QUOTED PASSAGE:

Working with kids in a medical setting, this is normal. Our approach to illness is different than most. It's part of the job. To me, it's worth the risk. I love my job. The complex challenge of behavior and communication, the chaotic activity, the entirety of it all. And yeah, it's tough - protecting the most vulnerable.


After years of being a sole caregiver - working in a team of equals is something I could only dream of. If feeling down, we easily can shift resources to one another. So today turned out to be a pleasant day. I hate that scratchy throat feeling and that's what I'm stuck with tonight. Might as well write it into the journal. Lol.


I do like the idea of daily public writing. It's helping me set a new habit structure - despite how jumbled it may be. I've written of this before but I am so burned out of trying to polish write for an audience. It destroys creativity and genuine emotion from being expressed.


I am also a painter. The idea of someone editing my paintings? Drives me insane. Never going to happen. Not sure why it's become socially acceptable to have someone review words and reframe them for someone else to digest. It's probably why to me everything written feels like an AI template. Bland and boring. As a creative, I definitely lean into the mindset of a freestyle painter vs writer. I hate editing.


I understand the need for standardization and rules. But for me, my entire lifestyle depends on being able to effectively communicate under severe and unique circumstances. I live in a nonverbal world. Both my own kids are blind, Jake is considered deaf-blind while also being non-verbal.


As for me? I no longer fear challenges. And that's bold of me to write but there's not a day that goes by that I'm not humbled by life reality. I survive anyway.


Today at work we talked about our backgrounds....again. We've been a team for almost a year now - and still learning about one another because it's actually difficult to pick up details while in a chaotic environment. Plus we all love to overshare. Bleeding out all the trauma, leads to more empathy and understanding. I believe it's healthy to share emotional achievements. Yet those topics can be hard. I found myself talking about painful subjects. It's easy to talk about painful subjects with trusted colleagues, not the public.


The hard fact is that I even terrify my closest friends with my reality. They love and care about me. It's scary what I have to face. And if people who spend their lives dedicating their lives to special needs children and parents - are uncomfortable with aspects of my life, what hope is there of a random person understanding?

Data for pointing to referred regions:
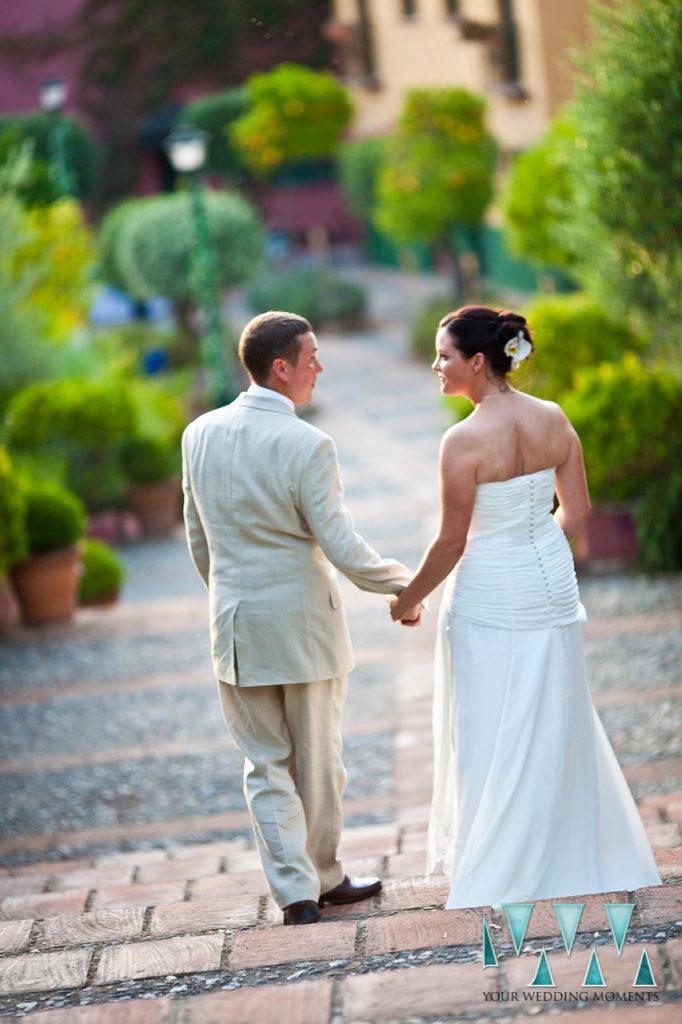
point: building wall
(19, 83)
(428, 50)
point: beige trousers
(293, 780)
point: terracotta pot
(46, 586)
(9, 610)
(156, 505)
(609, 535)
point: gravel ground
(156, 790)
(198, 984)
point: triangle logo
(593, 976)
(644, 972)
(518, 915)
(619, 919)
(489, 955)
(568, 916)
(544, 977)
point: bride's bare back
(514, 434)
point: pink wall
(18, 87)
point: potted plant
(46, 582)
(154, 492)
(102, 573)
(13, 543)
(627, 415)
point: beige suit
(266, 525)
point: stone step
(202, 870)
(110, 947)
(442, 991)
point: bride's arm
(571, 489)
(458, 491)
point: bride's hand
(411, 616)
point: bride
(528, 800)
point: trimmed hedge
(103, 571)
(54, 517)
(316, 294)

...

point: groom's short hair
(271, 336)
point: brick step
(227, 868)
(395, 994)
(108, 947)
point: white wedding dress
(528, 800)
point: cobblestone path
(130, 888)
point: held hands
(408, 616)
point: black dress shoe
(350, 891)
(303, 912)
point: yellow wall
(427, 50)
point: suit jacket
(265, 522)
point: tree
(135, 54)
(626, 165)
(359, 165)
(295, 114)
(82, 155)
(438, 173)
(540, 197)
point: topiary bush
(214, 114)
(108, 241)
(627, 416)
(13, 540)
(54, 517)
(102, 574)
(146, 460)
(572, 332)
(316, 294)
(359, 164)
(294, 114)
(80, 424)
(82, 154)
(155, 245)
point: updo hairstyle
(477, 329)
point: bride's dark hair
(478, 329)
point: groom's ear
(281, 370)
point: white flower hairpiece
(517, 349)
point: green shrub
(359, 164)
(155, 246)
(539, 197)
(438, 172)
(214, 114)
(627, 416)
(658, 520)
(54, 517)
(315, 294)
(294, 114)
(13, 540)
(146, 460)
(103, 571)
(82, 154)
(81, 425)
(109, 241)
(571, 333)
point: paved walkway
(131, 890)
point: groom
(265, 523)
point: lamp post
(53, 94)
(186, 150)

WORK TO COMPLETE: Write the next part of the journal entry about caregiving and writing, starting after its final sentence. The items are not needed for any of this.

OUTPUT FOR THIS EXERCISE:
So yeah, it's a difficult balance - advocacy and public standing. I find myself in the crosshairs at all times. For being honest.


watercolor abstract painting combined with computer for a multi-dimensional art piece
watercolor abstract painting combined with computer for a multi-dimensional art piece

Unlike the media, bringing up grief topics - actually results in isolation and disconnect. I've lived this truth. I know it happens. Same with promoting fear. It turns off curiosity. This kind of stuff is on my mind tonight because I had time to scroll through the latest political noise and responses. Just because someone is good at making noise doesn't mean they are good at communication.


Very few people are good at communication. It takes a high degree of creativity and skill. Along with lots of practice. It takes an exceptional amout of practice to isolate out the reactionary impulses from the environment. Creative fiction writers are, in my opinion, so much better at this than modern journalists. They're in their own world and don't need to draw superstitious boundaries and apply random leaps of logic to any given moment.


I spent years writing novels. It was a fun hobby while also escaping the daily grief grind of caregiving. I would be the first to tell others, writing is a destructive habit. Despite the destruction, there was also unbundled joy to be found. The self examination, discovering the layers of unpeeled emotion became an addiction.


Basically it's so much easier for me to jump into a character than write out my first person life experience. This type of public journaling? A terrifying new thrill for myself.


I absolutely love the idea of a living website. All under my control. Investing daily - with the only thing I have, experience truth.